*Written problem*. Copy the records below, starting at the line that contains "Find the orange" and stopping after the last line of the records. Offset every coordinate in the answers by adding 104 to each number, and keep all the other lines as they are.

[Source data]
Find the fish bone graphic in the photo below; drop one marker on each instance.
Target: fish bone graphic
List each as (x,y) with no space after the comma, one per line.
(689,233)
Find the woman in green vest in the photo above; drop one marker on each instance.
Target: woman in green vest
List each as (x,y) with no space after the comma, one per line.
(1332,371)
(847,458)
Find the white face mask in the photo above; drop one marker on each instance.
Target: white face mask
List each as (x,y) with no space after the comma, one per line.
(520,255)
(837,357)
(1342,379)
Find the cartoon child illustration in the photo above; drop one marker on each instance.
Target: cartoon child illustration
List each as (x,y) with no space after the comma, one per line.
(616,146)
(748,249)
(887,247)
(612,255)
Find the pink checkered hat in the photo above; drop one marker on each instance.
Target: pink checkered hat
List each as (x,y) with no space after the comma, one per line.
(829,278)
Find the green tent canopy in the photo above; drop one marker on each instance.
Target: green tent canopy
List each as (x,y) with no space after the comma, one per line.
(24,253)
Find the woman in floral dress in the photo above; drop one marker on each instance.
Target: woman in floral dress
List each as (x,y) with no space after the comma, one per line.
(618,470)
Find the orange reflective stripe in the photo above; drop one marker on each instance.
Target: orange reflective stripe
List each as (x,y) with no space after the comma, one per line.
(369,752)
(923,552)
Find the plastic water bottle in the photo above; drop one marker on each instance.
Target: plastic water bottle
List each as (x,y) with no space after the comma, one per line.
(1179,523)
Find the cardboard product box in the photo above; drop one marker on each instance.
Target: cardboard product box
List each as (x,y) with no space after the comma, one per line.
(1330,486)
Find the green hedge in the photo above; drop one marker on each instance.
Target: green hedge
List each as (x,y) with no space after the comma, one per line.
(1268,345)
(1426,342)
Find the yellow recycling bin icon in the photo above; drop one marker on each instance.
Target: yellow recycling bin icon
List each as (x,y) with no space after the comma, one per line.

*Task answer*.
Find the orange reflective stripe in the photo above; drop one marker on each instance.
Target: orange reflective stripe
List each as (x,y) with no space after the comma, one per line.
(473,856)
(1027,656)
Find the plastic water bottle in the photo above; drop one marker on each instance.
Target: plastic water bottle
List each as (x,y) with no space after the comma, one per line.
(1283,627)
Find the cardboard product box in the photo above; drop one marker on each instance.
Target: cardboard product box
List each as (x,y) with no space after the comma, one per line.
(1434,590)
Find the green hedge in the photo above; drop one marker on each instance.
Target: green hedge
List each as (x,y) with no space after the comma, one per line.
(1372,449)
(1530,446)
Find the yellow recycling bin icon in the photo above; drop one marker on each instance.
Target: yellow recycling bin icon
List each as (x,y) with no space after the comma, one per line.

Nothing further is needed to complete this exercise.